Task instructions ▸ Without omitting anything, copy the data exactly.

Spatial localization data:
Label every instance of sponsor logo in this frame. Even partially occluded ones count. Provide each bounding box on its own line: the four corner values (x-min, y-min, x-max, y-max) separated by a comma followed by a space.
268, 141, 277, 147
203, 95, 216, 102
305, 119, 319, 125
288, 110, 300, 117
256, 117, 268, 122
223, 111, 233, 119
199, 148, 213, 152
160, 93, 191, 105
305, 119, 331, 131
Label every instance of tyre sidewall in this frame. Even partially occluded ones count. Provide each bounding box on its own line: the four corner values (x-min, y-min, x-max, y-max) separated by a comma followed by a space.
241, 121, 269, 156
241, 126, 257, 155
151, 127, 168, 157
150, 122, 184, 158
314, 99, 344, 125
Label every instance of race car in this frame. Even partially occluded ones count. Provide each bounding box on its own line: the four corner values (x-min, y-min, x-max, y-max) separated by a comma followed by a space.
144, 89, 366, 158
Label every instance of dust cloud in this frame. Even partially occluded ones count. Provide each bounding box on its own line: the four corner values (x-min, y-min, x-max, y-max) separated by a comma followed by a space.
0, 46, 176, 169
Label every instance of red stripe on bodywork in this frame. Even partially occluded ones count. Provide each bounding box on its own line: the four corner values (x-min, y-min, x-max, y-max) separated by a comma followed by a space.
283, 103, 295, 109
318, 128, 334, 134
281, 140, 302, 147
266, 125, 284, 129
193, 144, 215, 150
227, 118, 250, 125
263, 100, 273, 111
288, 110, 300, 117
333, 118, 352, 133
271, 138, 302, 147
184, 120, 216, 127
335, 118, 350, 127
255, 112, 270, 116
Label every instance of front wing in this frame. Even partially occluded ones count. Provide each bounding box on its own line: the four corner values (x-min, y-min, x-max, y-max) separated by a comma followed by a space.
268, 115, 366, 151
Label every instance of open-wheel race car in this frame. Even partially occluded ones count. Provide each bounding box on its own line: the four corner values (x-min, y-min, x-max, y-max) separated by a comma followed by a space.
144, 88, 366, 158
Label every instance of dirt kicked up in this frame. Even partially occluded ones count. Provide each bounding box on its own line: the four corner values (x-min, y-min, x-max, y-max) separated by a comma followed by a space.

Task response ▸
Label every instance of sponsor logo in this frame. Even partially occluded ones count. Provide each bounding box on its own line: the four corner values (x-min, y-min, x-max, y-max) separated by a comma followed by a space.
268, 141, 277, 147
203, 95, 216, 102
305, 119, 319, 125
288, 110, 300, 117
256, 117, 268, 122
223, 111, 233, 119
199, 148, 213, 152
160, 93, 191, 105
305, 119, 331, 131
Label every instance of tyre sidewall in this frame. Even partially occluded ones count. Provide each bounding box on its own line: the four corner values (x-min, y-min, x-max, y-max) separated by a comma followed by a space.
241, 121, 269, 156
241, 126, 257, 155
151, 127, 168, 157
150, 122, 184, 158
314, 99, 344, 125
Label every instance of race car in this frame. Even partially occluded ones count. Provide each bounding box on its own line: the four corner values (x-min, y-min, x-max, y-max) separated by a comma followed by a space.
144, 89, 366, 158
Label every instance of dust cloud in this frame. Even partially occluded ones count. Provide each bounding box on its own line: the four corner values (x-min, y-min, x-max, y-max) separated by a comma followed by a space.
0, 46, 176, 169
Label every instance of red stripe on bodywork in this frame. Even partially occluded ones count. Provide each bounding box on its own line: the four corner values (x-min, y-min, x-max, y-max) separated by a comma followed by a space.
283, 103, 295, 109
318, 128, 334, 134
281, 140, 302, 147
266, 125, 284, 129
193, 144, 215, 150
227, 118, 250, 125
263, 100, 273, 111
288, 110, 300, 117
333, 118, 352, 133
271, 138, 302, 147
184, 120, 216, 127
335, 118, 350, 127
255, 112, 270, 116
Label every instance of front wing in this frame. Even partially occluded ones count. Provide each bounding box on its own line: the four corner values (x-min, y-min, x-max, y-max) separated by a comma followed by a space.
268, 115, 366, 151
Label every instance of open-wheel race car in this frame. Even partially occluded ones count. Provide each bounding box on its own line: the four corner values (x-min, y-min, x-max, y-max) separated by a comma followed by a space.
144, 88, 366, 158
Label every instance of dirt kicked up in this frame. Even partially occluded ones count. Provide each bounding box on its own line: the four corner values (x-min, y-min, x-max, y-max) separated by a comma followed by a space.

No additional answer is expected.